GIVEN PASSAGE:
The cause of an explosion that occurred at Sabiha Gökçen Airport on Istanbul's Asian side was not revealed hours after it claimed one life and injured another early on Wednesday. Zehra Yamaç, 30, died at the hospital of head wounds, while Canan Çelik Burgucu sustained injuries to her hand due to the explosion.
The two women were cleaners at the airport in the city's Pendik district. They were cleaning an airplane of budget carrier Pegasus Airlines when the explosion happened on the tarmac, according to a statement by the company. The airplane was empty at the time of the attack around 2:00 a.m.
Five parked planes on the runway were also damaged in the explosion, which was initially blamed on a mortar attack by several media outlets. Security forces sealed off the site of the explosion and searched the airport and a wooded area next to the airport. Flights and ground services at the airport were not affected, while police wielding automatic rifles took strict security measures at the entrances of the airport. A police helicopter circled the airport for surveillance following the blast.
Transportation, Maritime Affairs and Communications Minister Binali Yıldırım told Anadolu Agency that the airport was not lacking in terms of security "in line with international standards." "The police immediately responded to the blast and isolated the area of explosion. Planes were lightly damaged. Flights were back to normal after the investigation of the scene, and there were no significant flight delays," Yıldırım said. Yıldırım added that it was too early to comment on the cause of the explosion, but assured the airport was secure with "every type of measure from security cameras to patrols."
"There was damage to five airplanes in total due to the impact of shrapnel. Weakness in the airport's security is out of the question. All international security standards are being implemented," Yıldırım further told reporters.
The British Embassy, meanwhile, was quick to warn its citizens about the blast. The blast was included in the travel advisory section of the embassy's website. Authorities elevated security measures at Istanbul Atatürk Airport, the city's largest, following the explosion. Police searched cars at a checkpoint at the entrance of the airport.
Musa Yamaç, husband of the woman killed by the explosion, said they had no idea how it happened. He said Zehra began working at the airport four months ago. "I want the culprits to be caught as soon as possible. Nobody told me anything about the cause of the explosion. I only want who caused this to be captured," he told reporters.
Sabiha Gökçen Airport is a hub of budget airlines though it also hosts flights of national carrier Turkish Airlines. It hosted more than 26 million passengers this year both for domestic and international flights.
The explosion came at a time of heightened security in the country, which faces multiple threats of terrorism from DAESH and the PKK. DAESH was blamed for twin blasts in the capital, Ankara, which killed 103 people at a rally in October. The PKK has also stepped up its campaign of violence, especially in southeastern Turkey since the summer, killing dozens of troops, police officers and civilians. Police had captured a suspected PKK member late Sunday as he attempted to plant a roadside bomb in Istanbul's Beykoz district. Along with the PKK, the Revolutionary People's Liberation Party-Front (DHKP-C) and similar ultra-left terrorist organizations are active in Turkey, though their attacks are confined to assassinations and minor bomb attacks.

TO DO:
According to the airport explosion report, which airline's plane were the two cleaners working on when the blast happened?

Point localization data
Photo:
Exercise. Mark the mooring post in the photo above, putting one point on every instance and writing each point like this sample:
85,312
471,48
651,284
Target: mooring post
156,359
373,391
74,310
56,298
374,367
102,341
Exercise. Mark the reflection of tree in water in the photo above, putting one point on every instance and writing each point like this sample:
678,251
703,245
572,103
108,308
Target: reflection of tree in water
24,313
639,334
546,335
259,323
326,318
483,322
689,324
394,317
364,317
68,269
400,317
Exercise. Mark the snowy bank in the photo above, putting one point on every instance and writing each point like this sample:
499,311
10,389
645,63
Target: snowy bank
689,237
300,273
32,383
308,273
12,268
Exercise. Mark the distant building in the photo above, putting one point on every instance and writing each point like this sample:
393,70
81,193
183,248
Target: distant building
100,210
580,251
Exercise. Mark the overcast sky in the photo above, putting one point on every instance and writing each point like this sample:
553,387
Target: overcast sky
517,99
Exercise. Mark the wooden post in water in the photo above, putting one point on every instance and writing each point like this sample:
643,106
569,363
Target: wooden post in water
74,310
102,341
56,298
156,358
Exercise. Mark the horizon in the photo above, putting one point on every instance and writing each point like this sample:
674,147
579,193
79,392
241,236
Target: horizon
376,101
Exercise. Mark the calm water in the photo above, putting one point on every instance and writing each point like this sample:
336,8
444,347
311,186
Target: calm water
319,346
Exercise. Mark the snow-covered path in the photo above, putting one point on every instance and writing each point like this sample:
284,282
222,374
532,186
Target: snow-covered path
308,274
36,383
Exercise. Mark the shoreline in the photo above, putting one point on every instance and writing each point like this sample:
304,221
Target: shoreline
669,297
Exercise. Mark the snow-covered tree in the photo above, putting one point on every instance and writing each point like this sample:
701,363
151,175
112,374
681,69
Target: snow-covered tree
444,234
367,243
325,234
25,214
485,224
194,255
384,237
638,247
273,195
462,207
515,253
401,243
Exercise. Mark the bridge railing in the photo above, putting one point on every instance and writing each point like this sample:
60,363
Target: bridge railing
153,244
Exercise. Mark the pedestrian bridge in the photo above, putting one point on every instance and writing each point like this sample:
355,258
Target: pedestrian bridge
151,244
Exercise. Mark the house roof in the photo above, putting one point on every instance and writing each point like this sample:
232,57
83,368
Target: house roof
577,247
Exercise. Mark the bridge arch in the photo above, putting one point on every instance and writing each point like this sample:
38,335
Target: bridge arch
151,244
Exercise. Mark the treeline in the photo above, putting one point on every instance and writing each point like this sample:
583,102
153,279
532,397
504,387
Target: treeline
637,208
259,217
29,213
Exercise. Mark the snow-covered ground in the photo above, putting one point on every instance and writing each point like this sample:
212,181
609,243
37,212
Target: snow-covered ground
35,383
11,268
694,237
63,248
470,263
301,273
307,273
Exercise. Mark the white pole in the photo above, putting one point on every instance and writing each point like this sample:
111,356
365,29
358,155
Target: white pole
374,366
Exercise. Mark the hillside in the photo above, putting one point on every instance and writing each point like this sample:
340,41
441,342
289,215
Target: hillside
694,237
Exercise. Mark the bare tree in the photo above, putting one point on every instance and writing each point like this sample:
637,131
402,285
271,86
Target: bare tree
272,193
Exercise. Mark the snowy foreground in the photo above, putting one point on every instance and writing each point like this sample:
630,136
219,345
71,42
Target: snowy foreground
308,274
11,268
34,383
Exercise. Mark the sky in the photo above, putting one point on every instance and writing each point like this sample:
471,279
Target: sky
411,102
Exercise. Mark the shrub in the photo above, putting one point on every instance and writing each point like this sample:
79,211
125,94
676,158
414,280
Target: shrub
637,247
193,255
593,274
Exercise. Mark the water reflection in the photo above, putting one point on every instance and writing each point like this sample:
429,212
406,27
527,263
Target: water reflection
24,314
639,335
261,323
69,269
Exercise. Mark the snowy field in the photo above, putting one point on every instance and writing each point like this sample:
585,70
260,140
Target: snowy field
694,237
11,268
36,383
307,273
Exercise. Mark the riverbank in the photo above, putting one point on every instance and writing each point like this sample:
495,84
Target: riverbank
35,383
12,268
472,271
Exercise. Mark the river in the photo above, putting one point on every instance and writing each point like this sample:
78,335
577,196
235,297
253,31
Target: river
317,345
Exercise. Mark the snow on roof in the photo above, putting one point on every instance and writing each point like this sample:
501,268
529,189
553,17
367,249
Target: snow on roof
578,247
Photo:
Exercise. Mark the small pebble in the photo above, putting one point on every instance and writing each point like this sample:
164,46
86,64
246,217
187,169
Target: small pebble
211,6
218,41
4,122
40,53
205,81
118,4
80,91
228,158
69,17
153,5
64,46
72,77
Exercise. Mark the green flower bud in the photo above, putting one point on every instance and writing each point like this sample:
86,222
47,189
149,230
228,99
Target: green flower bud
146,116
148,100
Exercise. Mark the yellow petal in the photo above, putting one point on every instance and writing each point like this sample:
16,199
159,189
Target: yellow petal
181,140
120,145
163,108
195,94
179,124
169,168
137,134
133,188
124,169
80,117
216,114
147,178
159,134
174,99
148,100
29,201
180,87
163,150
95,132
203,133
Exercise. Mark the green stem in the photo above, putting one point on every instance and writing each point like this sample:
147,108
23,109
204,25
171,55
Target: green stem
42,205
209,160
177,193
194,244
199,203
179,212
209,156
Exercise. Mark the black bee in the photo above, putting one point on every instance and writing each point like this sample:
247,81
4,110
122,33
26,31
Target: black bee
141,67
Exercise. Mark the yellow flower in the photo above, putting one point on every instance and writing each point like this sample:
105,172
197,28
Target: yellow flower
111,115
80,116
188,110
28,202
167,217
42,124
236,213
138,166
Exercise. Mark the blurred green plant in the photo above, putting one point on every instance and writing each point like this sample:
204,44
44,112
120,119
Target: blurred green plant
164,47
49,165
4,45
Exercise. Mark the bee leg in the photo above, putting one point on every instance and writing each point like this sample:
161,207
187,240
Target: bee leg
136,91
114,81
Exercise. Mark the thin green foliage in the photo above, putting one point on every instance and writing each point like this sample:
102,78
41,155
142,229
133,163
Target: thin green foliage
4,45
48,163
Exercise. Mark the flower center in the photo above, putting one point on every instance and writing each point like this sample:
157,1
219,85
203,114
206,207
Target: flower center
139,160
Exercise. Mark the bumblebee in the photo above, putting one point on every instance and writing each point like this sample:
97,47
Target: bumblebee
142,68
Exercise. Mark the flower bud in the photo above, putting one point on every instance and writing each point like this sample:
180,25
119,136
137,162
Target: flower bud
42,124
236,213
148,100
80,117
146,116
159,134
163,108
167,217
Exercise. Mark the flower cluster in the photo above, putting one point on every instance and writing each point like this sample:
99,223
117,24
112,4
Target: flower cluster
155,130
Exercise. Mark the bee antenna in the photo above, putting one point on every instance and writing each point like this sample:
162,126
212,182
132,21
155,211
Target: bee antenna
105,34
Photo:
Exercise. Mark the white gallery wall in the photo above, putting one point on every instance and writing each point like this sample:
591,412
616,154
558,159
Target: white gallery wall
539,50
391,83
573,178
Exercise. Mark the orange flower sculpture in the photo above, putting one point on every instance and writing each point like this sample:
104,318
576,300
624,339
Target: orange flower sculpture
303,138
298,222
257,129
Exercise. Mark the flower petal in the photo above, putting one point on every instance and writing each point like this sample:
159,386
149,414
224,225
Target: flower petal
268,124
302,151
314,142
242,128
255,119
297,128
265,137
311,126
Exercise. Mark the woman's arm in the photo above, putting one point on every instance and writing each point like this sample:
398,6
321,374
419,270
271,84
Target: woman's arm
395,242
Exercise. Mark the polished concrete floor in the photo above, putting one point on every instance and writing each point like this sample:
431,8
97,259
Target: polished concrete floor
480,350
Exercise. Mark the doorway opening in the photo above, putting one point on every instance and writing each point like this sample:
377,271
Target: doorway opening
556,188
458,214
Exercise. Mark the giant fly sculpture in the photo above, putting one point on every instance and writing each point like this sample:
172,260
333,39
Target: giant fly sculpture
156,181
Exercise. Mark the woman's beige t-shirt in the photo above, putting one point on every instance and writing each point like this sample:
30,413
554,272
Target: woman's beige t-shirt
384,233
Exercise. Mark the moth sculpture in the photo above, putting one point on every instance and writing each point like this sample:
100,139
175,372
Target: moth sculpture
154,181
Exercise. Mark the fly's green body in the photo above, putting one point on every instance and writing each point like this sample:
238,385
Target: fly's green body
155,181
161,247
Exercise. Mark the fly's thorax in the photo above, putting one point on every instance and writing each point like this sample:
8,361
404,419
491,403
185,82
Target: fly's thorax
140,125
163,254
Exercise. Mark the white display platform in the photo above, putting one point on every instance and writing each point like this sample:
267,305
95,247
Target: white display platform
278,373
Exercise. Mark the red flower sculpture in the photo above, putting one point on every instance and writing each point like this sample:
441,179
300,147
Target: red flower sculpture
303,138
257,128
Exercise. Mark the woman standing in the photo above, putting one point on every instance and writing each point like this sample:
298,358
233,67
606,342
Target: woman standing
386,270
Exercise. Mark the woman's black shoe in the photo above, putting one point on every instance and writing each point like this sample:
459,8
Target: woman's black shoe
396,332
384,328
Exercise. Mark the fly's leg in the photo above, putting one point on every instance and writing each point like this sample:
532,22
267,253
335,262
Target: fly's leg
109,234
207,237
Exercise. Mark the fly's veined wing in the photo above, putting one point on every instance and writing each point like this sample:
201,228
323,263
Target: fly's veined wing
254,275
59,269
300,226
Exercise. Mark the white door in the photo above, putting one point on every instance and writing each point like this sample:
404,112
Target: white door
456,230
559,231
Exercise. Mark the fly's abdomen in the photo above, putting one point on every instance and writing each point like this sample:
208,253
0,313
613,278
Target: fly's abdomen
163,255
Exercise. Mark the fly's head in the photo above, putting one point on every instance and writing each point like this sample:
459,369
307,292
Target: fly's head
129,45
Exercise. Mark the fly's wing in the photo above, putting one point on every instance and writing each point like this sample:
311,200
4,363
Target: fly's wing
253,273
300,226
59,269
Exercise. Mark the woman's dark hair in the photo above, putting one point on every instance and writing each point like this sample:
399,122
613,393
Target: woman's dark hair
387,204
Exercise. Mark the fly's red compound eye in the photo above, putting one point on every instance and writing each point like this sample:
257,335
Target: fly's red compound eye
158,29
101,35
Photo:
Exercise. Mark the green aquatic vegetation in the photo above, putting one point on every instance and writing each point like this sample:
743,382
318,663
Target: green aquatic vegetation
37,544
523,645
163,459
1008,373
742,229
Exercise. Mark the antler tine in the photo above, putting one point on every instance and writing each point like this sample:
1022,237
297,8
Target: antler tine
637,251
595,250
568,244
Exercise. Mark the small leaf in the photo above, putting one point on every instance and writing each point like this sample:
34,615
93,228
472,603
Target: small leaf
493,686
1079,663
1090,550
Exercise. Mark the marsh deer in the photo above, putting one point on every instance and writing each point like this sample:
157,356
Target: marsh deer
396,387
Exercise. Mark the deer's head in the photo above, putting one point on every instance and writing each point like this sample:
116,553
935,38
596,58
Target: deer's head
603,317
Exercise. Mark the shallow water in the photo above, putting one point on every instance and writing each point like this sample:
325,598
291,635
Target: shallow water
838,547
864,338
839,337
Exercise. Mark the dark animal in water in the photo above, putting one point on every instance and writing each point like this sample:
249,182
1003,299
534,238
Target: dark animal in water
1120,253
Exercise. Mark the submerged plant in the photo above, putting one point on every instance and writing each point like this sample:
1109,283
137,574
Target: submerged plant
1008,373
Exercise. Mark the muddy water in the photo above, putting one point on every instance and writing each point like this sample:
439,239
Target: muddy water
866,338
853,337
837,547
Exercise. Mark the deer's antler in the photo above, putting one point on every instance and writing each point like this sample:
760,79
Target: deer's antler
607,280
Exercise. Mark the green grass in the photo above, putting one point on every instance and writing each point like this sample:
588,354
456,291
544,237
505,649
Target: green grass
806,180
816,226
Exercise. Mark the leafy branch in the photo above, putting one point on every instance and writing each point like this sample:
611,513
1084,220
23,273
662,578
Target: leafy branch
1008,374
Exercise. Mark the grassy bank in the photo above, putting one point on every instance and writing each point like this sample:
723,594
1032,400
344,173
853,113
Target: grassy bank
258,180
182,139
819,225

ANSWER SPACE:
Pegasus Airlines